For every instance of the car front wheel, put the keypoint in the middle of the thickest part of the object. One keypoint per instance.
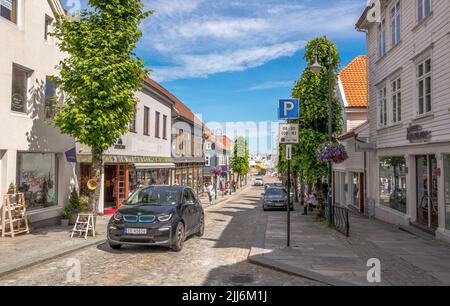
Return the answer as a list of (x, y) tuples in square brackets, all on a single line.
[(180, 235), (201, 230), (114, 246)]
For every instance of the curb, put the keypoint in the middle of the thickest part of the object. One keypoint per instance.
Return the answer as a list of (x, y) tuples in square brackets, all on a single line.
[(223, 200), (44, 258), (256, 256)]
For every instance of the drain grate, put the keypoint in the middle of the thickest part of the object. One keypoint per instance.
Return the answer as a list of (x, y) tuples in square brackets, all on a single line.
[(242, 279)]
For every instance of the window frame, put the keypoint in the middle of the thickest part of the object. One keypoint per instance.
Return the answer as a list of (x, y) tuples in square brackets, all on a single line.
[(422, 14), (165, 127), (423, 77), (382, 38), (29, 73), (382, 105), (396, 22), (146, 130), (396, 96), (157, 124), (13, 12)]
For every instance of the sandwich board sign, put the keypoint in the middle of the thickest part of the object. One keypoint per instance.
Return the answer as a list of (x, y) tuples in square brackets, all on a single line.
[(288, 133)]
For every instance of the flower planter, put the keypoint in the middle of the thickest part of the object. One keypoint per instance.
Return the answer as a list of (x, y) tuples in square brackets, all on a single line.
[(333, 152)]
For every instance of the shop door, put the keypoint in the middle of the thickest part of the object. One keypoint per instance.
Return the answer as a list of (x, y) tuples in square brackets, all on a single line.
[(427, 191), (122, 184)]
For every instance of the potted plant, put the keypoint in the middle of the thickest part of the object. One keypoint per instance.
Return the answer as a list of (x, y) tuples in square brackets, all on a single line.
[(65, 216), (334, 152), (12, 189)]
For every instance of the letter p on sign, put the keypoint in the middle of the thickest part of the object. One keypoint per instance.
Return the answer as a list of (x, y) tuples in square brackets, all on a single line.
[(289, 109)]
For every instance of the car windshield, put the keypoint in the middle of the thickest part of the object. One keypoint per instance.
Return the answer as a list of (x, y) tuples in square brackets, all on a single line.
[(157, 196), (276, 192)]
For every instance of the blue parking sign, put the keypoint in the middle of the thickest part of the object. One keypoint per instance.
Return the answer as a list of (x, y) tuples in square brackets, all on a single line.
[(289, 109)]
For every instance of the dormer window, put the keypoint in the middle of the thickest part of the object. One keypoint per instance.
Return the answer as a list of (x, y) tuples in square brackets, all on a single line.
[(8, 10)]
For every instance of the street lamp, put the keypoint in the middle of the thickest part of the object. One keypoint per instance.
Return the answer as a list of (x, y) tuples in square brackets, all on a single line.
[(316, 68)]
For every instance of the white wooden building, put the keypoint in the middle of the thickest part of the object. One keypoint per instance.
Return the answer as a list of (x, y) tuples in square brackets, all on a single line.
[(409, 98)]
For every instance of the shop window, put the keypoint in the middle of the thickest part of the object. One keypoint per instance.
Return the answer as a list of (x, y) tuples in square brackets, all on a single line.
[(8, 10), (393, 182), (19, 95), (37, 179), (447, 190)]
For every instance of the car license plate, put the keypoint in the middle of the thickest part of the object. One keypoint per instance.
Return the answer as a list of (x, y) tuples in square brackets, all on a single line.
[(136, 231)]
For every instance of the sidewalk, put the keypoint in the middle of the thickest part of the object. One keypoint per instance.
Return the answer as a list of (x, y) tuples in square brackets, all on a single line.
[(205, 199), (323, 254), (44, 244)]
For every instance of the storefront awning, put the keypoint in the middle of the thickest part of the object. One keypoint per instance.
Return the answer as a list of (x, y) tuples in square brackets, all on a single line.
[(144, 166)]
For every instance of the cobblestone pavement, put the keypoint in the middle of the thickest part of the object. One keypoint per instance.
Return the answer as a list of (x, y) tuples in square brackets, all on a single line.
[(218, 258)]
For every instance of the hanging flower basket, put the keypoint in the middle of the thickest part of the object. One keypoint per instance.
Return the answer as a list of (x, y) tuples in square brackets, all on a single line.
[(216, 171), (334, 152)]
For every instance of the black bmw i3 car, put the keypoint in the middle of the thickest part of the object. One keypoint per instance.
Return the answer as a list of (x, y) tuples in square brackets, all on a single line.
[(157, 215)]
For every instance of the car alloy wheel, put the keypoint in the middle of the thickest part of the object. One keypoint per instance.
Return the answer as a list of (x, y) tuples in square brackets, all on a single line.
[(179, 237), (114, 246), (201, 230)]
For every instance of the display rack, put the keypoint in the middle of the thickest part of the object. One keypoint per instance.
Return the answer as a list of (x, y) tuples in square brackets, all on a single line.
[(14, 215)]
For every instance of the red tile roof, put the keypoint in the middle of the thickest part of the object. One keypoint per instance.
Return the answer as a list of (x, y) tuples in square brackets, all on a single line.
[(180, 107), (354, 81)]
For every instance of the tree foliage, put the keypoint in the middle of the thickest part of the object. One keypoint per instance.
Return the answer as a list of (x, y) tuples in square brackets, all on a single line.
[(312, 90), (99, 76), (101, 73), (240, 160)]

**Short exercise**
Each record above should be copied character for character, with pictures dropped.

**Task response**
For every instance of the car front wheel, put the keypoint in the middle of the thickest part of the object. One keypoint per instance.
Return the answer as a list of (x, y) tuples in square brackets, all on a single line.
[(180, 235), (201, 230), (114, 246)]
For every instance of the curb, put the keypoint in the middle of the thickest part of the object. One keypoint per instance.
Return the answer as a list of (x, y) tuples in square brackets, all on a single line.
[(223, 200), (44, 258), (256, 256)]
For every instance of the drain grate, put the keypoint in the middle of the thickest part of the object. One keypoint per instance.
Return the answer as a list of (x, y) tuples in square brackets, all on a single line.
[(242, 279)]
For every instance of the window frame, put the keypoint in the middle of the thickest part of the object. One keypoint per instance.
Return the answer as a list of (x, y) tuples in square brackets, all on a single line.
[(422, 14), (165, 127), (423, 77), (382, 38), (29, 73), (382, 105), (396, 22), (146, 130), (396, 96), (157, 124), (13, 12)]
For every instance of the sandwich board sign, put the keypoint in the middle of the thickest part of the object. One keypoint per instance.
Return the answer as a list of (x, y) tuples in square brackets, all on a single line.
[(288, 133)]
For every instance of the flower planter, put the keypoint in the middle of the thickest part of the object. One keypoint per instance.
Return the answer as a list of (x, y) tuples in square brackets, all on a single line.
[(333, 152)]
For every instance of the shop door, put the keypoint in the middle of the thickest part of the object. One keypoint per instance.
Return the answer as a list of (x, y) tuples in square brackets, all on a single line.
[(427, 191), (122, 184)]
For every instance of the potted plant, put the keypoint in the middle of the thickest part of the object. One keypoint per instance.
Return the answer as a list of (x, y) tuples in square brackets, all on a single line.
[(65, 216), (334, 152), (12, 189)]
For every instance of the letter p on sign, put the keypoint in the middle of the thickest part of the object. One keypoint per instance.
Return the answer as a list of (x, y) tuples in square brackets, all on a single line.
[(289, 109)]
For every instance of the car windshield, put the keypoint in the middle of the thickest part of the object. One keypoint per instance.
Return the answer as a list of (x, y) tuples in square brackets, all on a single line.
[(157, 196), (276, 192)]
For every instance of the blue parking sign, put the keypoint in the middle of the thickest part of the object. One keypoint per instance.
Return the answer as a list of (x, y) tuples in square brackets, all on a single line.
[(289, 109)]
For every instance of the dormer window, put the keypoint in the middle of the thickest part of the object. One keypoint per instance.
Return the answer as a list of (x, y) tuples in square brackets, all on a single line.
[(8, 10)]
For every instance of the street lamp, put the keypoint in the middle of the thickest part of the object. One keypoint per instance.
Return the answer as a list of (x, y) tuples in square brackets, all on a single line.
[(316, 68)]
For every instance of the white wooden building, put the keypoint in the middle of the thickest part of the object. One keypoint per instance.
Return the answer as a list of (x, y) tuples in square brackets, all on a single line.
[(409, 98)]
For every instance of the shop window, put the keypoint in the middle of the thickest part of the object. One keypoint per instance.
Return the answer as a list of (x, y) tuples in square brackets, all on a single line.
[(8, 10), (393, 182), (19, 95), (37, 179), (447, 190)]
For every instance of the car license plate, put the keypoint in the middle of the thickest part of the object. One keypoint per instance.
Return the answer as a list of (x, y) tuples in square brackets, all on a single line.
[(136, 231)]
For every instance of the sidewalk, put the keypoint in the middle of the thickest part of the object. One keypoint per instance.
Return the answer as a list of (x, y) tuples in square brackets, all on a single line.
[(205, 199), (323, 254), (44, 244)]
For every instance of the storefront awning, put the keypoint in the middle of the thickest part of the object. One keypoint per instance.
Return the answer as a list of (x, y) tuples in square brackets, all on a single line.
[(144, 166)]
For every instance of the cobblestone pavement, put the keypoint in the middle of the thickest part of the object. One keypoint per instance.
Return the answer as a list of (x, y) tuples in square brackets, all on a single line.
[(218, 258)]
For every instance of the hanging flower basket, put the keypoint in the middle of the thickest part of the object. One keypoint per instance.
Return the answer as a list of (x, y) tuples in square brackets, all on a single line.
[(216, 171), (334, 152)]
For every instance of the black bmw i3 car, put the keypoint in the middle of the thickest part of the object. One keypoint per instance.
Return the answer as a list of (x, y) tuples in square brackets, all on a single line.
[(157, 215)]
For every instance of the car alloy wheel, put the keypoint in the middle of the thickest part of the object. One keypoint per instance.
Return the answer as a list of (x, y) tuples in square brackets, all on a single line.
[(179, 237), (114, 246), (201, 230)]
For every instance of the display rack, put the keypoint in the middle of the thickest part of the object. One keypoint per instance.
Return the answer as a list of (x, y) tuples in square brackets, all on a single line.
[(14, 215)]
For every instance of the red tile roof, put the keypoint in the middle of the thickest part of the object. One keypoint per instance.
Return the answer as a list of (x, y) tuples in square brackets, all on a single line.
[(180, 107), (354, 81)]
For every instance of the tree foliage, put the keypoint in the middle of the thickest part of the object. One keypoint per instance.
Return the answer as a list of (x, y) tuples in square brackets, all on a single line.
[(312, 90), (99, 76), (101, 73), (240, 160)]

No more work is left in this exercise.